> DIRECTION:
Write out only the tail of the records, beginning at the line containing "One point for each instance of the reflective" and including the last line, exactly as written.

> PROVIDED RECORDS:
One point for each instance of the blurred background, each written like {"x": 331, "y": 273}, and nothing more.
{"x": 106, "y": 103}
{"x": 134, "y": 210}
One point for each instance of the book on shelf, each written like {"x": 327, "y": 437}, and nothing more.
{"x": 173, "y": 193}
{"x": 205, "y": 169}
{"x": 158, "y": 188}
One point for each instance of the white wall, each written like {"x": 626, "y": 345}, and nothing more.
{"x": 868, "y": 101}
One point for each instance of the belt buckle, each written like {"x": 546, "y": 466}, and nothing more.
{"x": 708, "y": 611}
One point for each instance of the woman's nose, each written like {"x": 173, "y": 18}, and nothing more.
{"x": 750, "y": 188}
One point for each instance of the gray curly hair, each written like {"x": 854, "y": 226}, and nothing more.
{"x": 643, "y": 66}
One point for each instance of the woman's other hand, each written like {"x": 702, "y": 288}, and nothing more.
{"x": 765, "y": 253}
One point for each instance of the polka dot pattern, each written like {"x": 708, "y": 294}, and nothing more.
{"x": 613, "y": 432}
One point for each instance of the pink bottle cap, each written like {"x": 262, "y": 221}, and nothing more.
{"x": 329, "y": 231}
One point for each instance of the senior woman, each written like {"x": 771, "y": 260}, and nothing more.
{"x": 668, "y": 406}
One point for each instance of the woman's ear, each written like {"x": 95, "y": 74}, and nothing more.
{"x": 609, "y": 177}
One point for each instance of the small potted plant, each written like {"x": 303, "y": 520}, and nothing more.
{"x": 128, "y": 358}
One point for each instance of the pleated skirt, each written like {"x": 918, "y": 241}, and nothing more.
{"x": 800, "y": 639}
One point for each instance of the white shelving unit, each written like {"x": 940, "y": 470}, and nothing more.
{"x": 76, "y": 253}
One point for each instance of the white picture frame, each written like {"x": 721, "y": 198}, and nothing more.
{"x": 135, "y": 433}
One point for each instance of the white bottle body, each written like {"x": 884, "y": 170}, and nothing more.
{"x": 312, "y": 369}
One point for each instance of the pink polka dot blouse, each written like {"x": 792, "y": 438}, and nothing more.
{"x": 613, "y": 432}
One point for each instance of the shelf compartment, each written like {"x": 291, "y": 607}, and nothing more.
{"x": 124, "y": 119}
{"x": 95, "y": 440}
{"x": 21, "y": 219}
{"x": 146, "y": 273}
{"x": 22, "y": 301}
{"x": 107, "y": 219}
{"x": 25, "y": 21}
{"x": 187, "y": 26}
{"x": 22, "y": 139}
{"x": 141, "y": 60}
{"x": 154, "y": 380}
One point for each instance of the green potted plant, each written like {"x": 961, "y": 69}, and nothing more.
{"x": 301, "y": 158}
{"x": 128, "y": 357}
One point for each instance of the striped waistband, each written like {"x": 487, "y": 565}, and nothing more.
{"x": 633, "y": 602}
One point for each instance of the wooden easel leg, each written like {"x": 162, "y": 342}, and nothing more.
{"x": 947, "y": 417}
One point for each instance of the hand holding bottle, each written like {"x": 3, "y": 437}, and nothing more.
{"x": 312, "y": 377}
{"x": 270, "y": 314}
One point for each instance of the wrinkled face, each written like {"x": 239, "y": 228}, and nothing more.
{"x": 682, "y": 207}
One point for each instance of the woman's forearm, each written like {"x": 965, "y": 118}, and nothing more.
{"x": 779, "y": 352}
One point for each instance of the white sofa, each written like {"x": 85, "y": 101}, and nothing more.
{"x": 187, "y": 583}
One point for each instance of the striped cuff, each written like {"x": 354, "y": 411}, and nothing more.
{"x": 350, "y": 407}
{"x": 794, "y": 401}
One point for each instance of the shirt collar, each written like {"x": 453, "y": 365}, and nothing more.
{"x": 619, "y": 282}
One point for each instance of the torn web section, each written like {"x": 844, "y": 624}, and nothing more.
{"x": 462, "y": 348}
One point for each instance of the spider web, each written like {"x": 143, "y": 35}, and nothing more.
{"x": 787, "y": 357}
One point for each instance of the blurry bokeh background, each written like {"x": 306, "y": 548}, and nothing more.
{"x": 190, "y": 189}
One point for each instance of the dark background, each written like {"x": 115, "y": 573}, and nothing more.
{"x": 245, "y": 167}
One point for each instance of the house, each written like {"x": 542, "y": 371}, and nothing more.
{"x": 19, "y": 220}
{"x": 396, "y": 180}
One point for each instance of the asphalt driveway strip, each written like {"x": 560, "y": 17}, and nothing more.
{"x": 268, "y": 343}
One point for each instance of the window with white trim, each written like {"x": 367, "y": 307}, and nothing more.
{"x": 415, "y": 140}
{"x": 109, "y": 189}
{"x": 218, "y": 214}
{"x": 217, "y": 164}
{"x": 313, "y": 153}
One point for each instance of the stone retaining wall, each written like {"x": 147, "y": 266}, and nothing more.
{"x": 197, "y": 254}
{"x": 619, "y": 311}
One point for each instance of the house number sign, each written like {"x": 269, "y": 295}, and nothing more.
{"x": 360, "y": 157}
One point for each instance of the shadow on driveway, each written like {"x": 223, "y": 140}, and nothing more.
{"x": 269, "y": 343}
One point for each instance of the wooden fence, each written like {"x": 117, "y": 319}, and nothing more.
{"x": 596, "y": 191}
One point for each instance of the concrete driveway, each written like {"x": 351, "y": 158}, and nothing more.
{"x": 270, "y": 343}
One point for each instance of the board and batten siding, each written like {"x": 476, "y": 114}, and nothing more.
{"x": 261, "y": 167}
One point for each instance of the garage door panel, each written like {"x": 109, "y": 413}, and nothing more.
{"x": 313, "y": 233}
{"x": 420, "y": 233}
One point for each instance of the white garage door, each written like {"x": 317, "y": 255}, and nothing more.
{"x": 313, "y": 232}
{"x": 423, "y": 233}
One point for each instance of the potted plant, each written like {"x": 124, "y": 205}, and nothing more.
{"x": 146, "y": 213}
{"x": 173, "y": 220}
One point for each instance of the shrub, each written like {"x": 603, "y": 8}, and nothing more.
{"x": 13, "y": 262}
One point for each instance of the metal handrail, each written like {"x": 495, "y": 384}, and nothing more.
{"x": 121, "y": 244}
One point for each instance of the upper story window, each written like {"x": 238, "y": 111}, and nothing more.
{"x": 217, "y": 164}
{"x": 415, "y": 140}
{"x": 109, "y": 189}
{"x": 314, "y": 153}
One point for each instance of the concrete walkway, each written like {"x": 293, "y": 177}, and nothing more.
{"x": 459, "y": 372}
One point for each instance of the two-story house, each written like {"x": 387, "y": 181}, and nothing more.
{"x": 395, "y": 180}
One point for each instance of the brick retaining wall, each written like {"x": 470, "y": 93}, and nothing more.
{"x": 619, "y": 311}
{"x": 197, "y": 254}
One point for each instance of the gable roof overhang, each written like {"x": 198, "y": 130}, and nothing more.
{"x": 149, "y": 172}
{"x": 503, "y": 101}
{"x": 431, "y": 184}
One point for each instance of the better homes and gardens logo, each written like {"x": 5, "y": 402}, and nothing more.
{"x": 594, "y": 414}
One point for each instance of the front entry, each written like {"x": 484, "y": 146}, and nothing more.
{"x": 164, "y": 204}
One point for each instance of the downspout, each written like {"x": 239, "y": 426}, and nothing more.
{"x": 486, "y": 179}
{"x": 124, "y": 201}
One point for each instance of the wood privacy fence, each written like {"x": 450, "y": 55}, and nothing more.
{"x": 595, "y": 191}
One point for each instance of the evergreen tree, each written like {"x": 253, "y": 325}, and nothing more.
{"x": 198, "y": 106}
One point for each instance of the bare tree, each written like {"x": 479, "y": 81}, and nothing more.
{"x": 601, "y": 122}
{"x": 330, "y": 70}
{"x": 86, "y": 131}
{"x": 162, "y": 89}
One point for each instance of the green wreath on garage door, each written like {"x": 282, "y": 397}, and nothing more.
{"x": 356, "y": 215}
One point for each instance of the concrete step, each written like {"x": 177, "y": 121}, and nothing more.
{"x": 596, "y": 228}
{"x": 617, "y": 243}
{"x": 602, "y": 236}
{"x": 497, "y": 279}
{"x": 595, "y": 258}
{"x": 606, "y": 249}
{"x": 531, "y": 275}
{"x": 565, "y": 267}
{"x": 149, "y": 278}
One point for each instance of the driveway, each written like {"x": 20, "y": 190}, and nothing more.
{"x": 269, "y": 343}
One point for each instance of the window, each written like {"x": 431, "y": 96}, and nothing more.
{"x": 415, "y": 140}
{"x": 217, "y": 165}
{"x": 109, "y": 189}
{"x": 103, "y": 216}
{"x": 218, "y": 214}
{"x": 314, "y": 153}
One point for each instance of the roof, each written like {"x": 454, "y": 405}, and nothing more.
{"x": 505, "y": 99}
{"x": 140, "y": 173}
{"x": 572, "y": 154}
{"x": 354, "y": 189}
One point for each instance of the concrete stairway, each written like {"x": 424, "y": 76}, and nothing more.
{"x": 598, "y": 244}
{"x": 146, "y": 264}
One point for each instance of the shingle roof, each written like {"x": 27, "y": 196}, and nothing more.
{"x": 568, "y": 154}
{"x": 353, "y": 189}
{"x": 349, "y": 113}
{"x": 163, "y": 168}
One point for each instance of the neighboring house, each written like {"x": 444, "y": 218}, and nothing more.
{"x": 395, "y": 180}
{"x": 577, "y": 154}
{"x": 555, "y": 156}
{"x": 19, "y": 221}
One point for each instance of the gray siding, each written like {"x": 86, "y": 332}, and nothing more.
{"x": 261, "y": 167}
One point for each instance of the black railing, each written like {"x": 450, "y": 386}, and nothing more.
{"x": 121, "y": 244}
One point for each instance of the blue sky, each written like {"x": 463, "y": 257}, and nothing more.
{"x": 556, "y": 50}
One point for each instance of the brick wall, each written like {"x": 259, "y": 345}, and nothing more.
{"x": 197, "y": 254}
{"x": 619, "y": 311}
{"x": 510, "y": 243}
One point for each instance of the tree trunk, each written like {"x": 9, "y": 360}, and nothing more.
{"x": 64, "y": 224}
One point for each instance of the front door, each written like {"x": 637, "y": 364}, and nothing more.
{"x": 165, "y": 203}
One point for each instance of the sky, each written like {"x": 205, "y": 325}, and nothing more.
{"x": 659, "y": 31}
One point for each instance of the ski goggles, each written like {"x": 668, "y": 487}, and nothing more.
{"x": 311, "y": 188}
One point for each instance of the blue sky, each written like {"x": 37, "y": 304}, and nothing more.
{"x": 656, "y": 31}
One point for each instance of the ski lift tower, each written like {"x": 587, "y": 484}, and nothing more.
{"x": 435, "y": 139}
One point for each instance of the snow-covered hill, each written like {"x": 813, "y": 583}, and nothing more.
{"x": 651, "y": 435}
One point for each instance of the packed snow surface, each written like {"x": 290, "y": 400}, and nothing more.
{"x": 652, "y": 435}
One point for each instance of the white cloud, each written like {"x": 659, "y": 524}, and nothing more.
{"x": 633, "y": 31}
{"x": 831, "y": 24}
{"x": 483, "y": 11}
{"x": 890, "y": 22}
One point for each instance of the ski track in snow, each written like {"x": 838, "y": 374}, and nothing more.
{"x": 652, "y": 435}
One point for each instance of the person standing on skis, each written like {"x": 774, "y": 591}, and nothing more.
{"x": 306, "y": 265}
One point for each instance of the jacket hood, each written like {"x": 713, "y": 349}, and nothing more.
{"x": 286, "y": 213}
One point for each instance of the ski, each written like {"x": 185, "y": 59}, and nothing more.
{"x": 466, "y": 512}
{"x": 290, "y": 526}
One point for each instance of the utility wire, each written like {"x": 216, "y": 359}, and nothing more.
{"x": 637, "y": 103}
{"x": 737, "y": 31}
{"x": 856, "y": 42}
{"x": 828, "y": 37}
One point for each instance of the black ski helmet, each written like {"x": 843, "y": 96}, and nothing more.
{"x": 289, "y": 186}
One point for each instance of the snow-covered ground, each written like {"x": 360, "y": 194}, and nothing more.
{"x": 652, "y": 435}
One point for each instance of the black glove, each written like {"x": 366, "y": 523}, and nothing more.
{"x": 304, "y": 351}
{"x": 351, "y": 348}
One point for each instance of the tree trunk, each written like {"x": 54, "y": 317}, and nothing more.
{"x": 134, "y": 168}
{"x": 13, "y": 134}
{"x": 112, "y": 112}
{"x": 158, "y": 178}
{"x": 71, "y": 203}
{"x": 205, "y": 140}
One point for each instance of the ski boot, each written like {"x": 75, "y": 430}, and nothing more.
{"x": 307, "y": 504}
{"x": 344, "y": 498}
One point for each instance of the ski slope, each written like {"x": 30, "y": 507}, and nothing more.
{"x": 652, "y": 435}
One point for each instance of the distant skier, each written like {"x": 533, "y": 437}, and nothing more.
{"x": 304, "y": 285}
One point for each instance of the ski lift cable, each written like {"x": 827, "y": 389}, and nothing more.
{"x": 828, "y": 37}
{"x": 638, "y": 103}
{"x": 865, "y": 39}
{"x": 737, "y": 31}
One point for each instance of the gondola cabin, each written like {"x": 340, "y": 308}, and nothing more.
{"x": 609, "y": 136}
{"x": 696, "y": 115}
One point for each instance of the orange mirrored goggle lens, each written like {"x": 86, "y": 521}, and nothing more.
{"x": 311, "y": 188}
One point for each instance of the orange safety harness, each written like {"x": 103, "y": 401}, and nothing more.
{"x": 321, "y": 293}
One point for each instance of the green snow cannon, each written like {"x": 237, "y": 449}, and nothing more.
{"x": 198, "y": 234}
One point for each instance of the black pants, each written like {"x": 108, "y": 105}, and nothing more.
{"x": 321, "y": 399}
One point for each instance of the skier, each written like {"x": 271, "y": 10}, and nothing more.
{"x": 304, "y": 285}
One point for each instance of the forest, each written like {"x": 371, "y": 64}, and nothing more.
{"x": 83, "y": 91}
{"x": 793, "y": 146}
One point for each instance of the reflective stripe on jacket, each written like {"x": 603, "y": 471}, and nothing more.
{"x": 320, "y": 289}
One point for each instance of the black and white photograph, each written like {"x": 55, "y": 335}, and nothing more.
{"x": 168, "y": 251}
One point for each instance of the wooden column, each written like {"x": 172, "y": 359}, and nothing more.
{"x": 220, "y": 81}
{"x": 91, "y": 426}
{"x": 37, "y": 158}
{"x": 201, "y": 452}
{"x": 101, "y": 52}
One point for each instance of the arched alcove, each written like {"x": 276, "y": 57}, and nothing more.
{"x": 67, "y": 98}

> EXPECTED ANSWER:
One point for each instance of the reflective stripe on jacket, each written like {"x": 603, "y": 471}, and nothing more.
{"x": 320, "y": 289}
One point for each instance of the black and white photograph, each written like {"x": 55, "y": 335}, and nothing more.
{"x": 168, "y": 251}
One point for each instance of the wooden column, each written like {"x": 172, "y": 359}, and nothing more.
{"x": 220, "y": 81}
{"x": 91, "y": 426}
{"x": 37, "y": 158}
{"x": 201, "y": 452}
{"x": 101, "y": 52}
One point for each instance of the arched alcove, each written like {"x": 276, "y": 57}, and nothing more.
{"x": 67, "y": 98}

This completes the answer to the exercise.